***** TEXT EXCERPT
Władysław Jarocki (6 June 1879 – 7 February 1965) was a Polish explorer and painter born in Ukraine, then Austria-Hungary. He competed in the art competitions at the 1928 Summer Olympics. Most of his artwork was concerned with the Polish Highlanders, the Gorals.

== Biography ==
Son of Vladimir and Franciszka (née Rogowska). Graduate of the C. K. V Gymnasium in Lviv. He studied at the Lviv Polytechnic, and then from 1902 until 1906 at the Academy of Fine Arts in Cracow and in Paris. He was a pupil of Józef Mehoffer and Leon Wyczółkowski. From 1921 to 1939 he was a professor at the Academy of Fine Arts in Cracow.
**********
***** SUPPLIED RECORDS
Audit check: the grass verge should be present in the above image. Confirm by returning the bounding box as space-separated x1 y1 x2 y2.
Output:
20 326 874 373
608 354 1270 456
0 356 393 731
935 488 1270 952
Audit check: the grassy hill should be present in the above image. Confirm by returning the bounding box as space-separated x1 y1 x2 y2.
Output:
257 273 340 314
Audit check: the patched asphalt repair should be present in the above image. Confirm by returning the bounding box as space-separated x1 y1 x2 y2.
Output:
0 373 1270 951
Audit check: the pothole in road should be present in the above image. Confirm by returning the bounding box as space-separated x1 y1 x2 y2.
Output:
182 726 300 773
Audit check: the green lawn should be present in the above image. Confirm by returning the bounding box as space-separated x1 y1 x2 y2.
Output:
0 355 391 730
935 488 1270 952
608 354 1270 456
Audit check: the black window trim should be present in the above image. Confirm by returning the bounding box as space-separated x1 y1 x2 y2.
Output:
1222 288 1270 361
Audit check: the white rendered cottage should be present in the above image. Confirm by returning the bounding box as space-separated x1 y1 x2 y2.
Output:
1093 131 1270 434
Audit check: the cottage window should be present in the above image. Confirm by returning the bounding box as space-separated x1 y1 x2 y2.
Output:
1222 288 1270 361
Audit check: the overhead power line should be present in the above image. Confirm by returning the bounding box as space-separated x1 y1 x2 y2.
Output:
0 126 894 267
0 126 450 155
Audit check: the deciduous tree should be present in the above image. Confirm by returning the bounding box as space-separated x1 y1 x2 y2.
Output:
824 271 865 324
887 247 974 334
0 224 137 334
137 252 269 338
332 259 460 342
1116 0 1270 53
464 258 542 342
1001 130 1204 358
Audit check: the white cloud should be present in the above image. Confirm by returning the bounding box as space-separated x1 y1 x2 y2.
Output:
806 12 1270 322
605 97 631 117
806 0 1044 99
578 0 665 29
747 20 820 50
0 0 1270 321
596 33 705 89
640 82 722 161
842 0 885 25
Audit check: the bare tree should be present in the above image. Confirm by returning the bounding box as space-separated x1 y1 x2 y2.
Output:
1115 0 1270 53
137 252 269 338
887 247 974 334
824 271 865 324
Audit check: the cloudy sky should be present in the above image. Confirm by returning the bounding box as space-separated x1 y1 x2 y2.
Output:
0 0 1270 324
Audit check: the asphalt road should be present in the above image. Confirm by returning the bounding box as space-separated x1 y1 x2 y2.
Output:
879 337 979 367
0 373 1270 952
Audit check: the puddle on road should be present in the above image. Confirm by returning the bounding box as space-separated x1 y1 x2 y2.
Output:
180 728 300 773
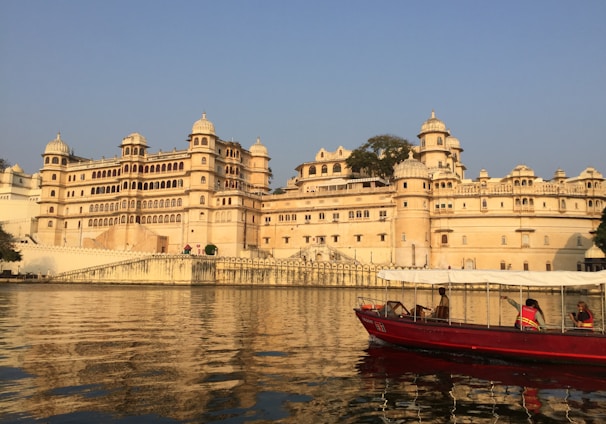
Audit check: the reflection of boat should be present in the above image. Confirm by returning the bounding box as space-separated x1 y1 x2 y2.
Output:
357 344 606 392
355 270 606 366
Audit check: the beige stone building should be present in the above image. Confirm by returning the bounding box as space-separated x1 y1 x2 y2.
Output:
3 112 606 270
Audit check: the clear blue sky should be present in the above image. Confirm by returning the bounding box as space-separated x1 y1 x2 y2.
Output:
0 0 606 188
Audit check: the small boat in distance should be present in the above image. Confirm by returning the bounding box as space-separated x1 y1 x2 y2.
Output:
354 269 606 366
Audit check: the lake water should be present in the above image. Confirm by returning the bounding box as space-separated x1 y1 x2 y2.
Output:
0 284 606 423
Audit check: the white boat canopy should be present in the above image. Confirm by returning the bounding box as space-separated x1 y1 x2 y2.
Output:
378 269 606 287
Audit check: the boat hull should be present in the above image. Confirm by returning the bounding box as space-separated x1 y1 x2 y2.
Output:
354 308 606 366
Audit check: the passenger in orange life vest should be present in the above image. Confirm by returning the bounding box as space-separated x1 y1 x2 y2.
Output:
501 296 545 331
568 301 593 331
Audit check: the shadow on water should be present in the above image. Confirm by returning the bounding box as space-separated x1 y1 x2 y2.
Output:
356 341 606 423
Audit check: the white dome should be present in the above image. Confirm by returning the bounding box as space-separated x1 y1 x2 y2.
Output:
191 112 215 135
250 137 267 156
122 133 147 146
419 110 450 137
393 150 429 179
44 133 69 155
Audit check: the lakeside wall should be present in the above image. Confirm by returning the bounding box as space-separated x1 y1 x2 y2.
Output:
50 255 396 287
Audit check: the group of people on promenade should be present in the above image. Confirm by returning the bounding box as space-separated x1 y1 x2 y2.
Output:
501 296 593 331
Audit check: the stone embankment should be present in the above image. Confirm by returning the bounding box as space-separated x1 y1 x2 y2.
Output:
45 255 400 287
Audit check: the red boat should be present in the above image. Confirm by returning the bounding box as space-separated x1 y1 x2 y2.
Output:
354 270 606 366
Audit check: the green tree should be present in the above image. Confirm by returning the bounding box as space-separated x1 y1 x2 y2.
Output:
593 208 606 253
345 134 412 179
0 225 21 262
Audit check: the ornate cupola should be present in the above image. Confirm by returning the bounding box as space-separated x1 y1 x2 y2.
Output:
187 112 217 150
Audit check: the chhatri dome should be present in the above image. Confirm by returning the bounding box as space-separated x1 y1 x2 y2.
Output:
44 132 69 155
191 112 215 135
122 133 147 146
418 110 450 137
249 137 268 156
393 150 429 179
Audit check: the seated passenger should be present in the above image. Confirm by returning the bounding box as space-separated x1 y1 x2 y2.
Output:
568 301 593 331
431 287 450 320
501 296 545 331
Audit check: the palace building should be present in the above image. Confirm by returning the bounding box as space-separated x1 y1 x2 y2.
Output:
0 112 606 270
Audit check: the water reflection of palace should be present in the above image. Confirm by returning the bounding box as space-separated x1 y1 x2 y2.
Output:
357 345 606 422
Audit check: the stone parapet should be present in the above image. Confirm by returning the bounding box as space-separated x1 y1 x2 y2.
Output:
47 255 404 288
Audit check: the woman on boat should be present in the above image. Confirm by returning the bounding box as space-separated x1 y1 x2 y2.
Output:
501 296 545 331
432 287 450 319
568 301 593 331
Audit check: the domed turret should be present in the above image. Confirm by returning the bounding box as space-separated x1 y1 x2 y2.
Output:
44 132 69 155
122 133 147 147
191 112 215 135
393 150 429 179
418 110 450 138
250 137 268 156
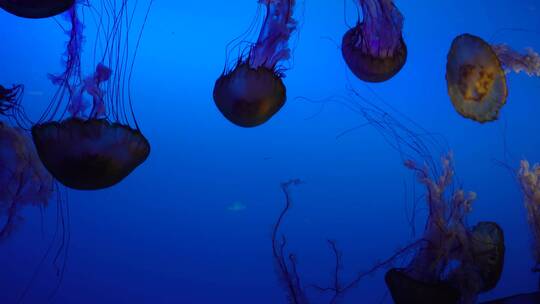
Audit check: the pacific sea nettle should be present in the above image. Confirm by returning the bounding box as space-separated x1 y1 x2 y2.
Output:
341 0 407 82
0 0 75 19
213 0 296 127
446 34 540 123
32 0 150 190
385 155 505 304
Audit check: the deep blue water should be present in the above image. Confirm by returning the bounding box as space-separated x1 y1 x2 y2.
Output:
0 0 540 304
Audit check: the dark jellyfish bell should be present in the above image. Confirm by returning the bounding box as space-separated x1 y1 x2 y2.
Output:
341 24 407 82
446 34 508 123
0 0 75 19
385 268 460 304
214 63 286 128
471 222 505 292
32 118 150 190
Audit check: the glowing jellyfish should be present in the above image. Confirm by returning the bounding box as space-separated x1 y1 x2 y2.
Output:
0 0 75 18
0 122 54 240
446 34 508 122
341 0 407 82
446 34 540 123
32 0 150 190
386 155 505 304
214 0 296 127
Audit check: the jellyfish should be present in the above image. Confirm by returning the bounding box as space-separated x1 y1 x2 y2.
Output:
213 0 296 128
32 0 150 190
0 84 24 117
0 122 54 240
0 0 75 19
341 0 407 82
446 34 540 123
385 154 505 304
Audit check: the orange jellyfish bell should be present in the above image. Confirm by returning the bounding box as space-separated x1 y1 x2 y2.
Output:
0 0 75 19
446 34 508 123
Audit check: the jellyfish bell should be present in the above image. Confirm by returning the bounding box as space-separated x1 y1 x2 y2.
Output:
470 222 505 292
32 118 150 190
214 63 286 127
0 0 75 19
446 34 508 123
32 0 150 190
341 0 407 82
385 268 461 304
213 0 296 127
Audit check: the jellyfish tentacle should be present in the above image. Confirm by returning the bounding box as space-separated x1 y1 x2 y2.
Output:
249 0 297 70
491 44 540 77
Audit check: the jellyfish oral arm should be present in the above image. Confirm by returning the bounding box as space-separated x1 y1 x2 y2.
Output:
249 0 296 69
492 44 540 77
356 0 403 58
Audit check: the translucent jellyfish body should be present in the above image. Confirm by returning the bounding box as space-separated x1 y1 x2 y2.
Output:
0 122 54 240
446 34 508 122
446 34 540 123
32 0 150 190
0 0 75 18
341 0 407 82
214 0 296 127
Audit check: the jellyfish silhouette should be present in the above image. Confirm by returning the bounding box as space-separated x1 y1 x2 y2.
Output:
213 0 296 127
341 0 407 82
0 122 54 240
32 0 150 190
0 84 24 117
446 34 540 123
0 0 75 19
385 154 505 304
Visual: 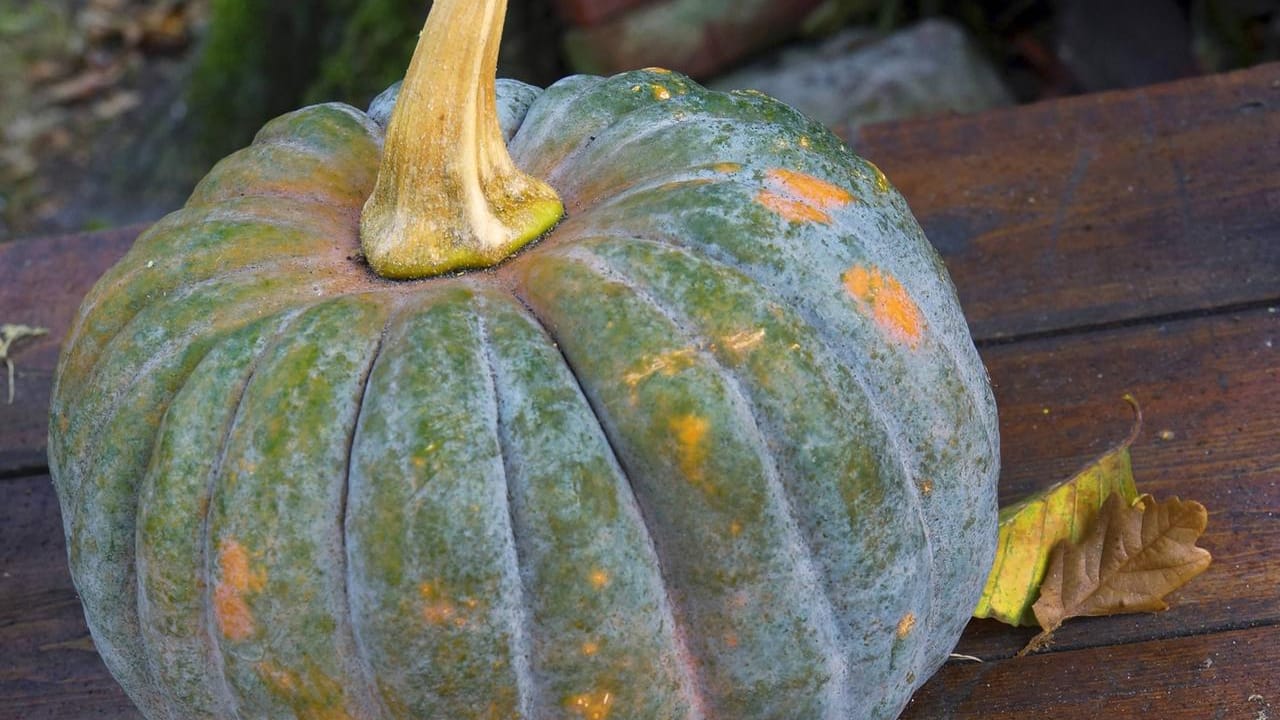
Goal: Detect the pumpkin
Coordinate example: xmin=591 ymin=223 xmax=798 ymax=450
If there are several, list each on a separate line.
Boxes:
xmin=50 ymin=0 xmax=998 ymax=720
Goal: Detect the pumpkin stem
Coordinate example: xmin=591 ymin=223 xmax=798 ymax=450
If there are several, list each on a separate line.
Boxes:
xmin=360 ymin=0 xmax=564 ymax=279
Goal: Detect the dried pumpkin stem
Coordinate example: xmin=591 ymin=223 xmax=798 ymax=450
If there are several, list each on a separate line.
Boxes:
xmin=360 ymin=0 xmax=564 ymax=279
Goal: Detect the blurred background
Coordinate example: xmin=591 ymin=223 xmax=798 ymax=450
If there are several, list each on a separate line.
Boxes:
xmin=0 ymin=0 xmax=1280 ymax=241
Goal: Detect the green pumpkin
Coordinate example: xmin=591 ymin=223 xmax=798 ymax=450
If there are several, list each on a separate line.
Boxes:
xmin=50 ymin=3 xmax=998 ymax=720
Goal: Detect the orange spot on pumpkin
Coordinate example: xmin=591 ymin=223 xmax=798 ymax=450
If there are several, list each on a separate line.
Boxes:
xmin=755 ymin=190 xmax=831 ymax=225
xmin=214 ymin=539 xmax=266 ymax=642
xmin=588 ymin=569 xmax=609 ymax=591
xmin=765 ymin=168 xmax=854 ymax=208
xmin=564 ymin=691 xmax=613 ymax=720
xmin=897 ymin=612 xmax=915 ymax=639
xmin=755 ymin=168 xmax=854 ymax=224
xmin=669 ymin=415 xmax=710 ymax=482
xmin=417 ymin=583 xmax=465 ymax=626
xmin=841 ymin=265 xmax=924 ymax=347
xmin=721 ymin=328 xmax=764 ymax=352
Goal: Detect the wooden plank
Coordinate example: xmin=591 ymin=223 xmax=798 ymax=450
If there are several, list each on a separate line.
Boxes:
xmin=902 ymin=625 xmax=1280 ymax=720
xmin=957 ymin=302 xmax=1280 ymax=659
xmin=0 ymin=225 xmax=142 ymax=478
xmin=0 ymin=475 xmax=141 ymax=720
xmin=855 ymin=63 xmax=1280 ymax=338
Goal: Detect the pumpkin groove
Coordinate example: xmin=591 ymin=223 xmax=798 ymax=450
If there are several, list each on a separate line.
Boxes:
xmin=137 ymin=311 xmax=300 ymax=719
xmin=545 ymin=241 xmax=849 ymax=717
xmin=472 ymin=307 xmax=539 ymax=717
xmin=481 ymin=285 xmax=708 ymax=720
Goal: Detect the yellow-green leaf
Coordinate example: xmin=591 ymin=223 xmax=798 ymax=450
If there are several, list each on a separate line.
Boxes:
xmin=973 ymin=396 xmax=1142 ymax=625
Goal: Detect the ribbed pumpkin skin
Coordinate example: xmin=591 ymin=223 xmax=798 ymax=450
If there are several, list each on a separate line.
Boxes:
xmin=50 ymin=70 xmax=998 ymax=720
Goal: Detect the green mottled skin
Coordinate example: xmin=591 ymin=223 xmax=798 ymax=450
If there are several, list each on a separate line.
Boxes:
xmin=50 ymin=70 xmax=998 ymax=720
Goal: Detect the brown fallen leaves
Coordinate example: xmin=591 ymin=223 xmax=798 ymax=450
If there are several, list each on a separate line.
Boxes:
xmin=974 ymin=396 xmax=1211 ymax=655
xmin=1020 ymin=493 xmax=1211 ymax=655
**********
▸ **INSTRUCTIONS**:
- A) In the Władysław Jarocki passage, condense the paragraph beginning "Son of Vladimir and Franciszka" into a bulleted list that keeps its main facts.
- B) Carry on the Władysław Jarocki passage from its final sentence.
These rows have no connection to the passage about Władysław Jarocki.

▸ **TASK RESPONSES**:
- A)
- Parents: Vladimir and Franciszka (née Rogowska)
- Graduated from the C. K. V Gymnasium in Lviv
- Studied at the Lviv Polytechnic, then from 1902 until 1906 at the Academy of Fine Arts in Cracow and in Paris
- Pupil of Józef Mehoffer and Leon Wyczółkowski
- Professor at the Academy of Fine Arts in Cracow from 1921 to 1939

- B)
He painted landscapes, folk and religious rituals, figures in regional costumes. He also painted during numerous trips (Hutsul region since 1904, Caucasus 1907, Podhale and Tatra Mountains since 1907, Baltic coast since 1922, Italy, etc.). Jarocki also created caricatures. He designed the sarcophagus of Jan Kasprowicz, and his paintings are also in the church in Harenda. In 1928, two of his works – Self-Portrait on Skis and Portrait of Jerzy Zulawski in the Mountains – were entered in the Olympic Competition for Art and Literature at the Amsterdam Games, but neither was awarded an honorable mention.